**Problem description**
Quote the records below verbatim, line for line.
============================================================
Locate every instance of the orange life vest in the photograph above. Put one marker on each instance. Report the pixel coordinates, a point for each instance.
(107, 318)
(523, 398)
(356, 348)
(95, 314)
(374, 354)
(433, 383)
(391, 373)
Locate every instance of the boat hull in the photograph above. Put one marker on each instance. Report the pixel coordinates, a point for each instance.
============================================================
**Completed exercise**
Locate every instance of the orange life vest in the photograph above. Put one marker on each instance. Report the pixel coordinates, a point for each instance.
(107, 318)
(523, 398)
(356, 348)
(95, 314)
(374, 354)
(433, 383)
(391, 373)
Locate every instance of the boat hull in the photograph above. Put one marker on each instance. Report the pixel coordinates, a point for each instance.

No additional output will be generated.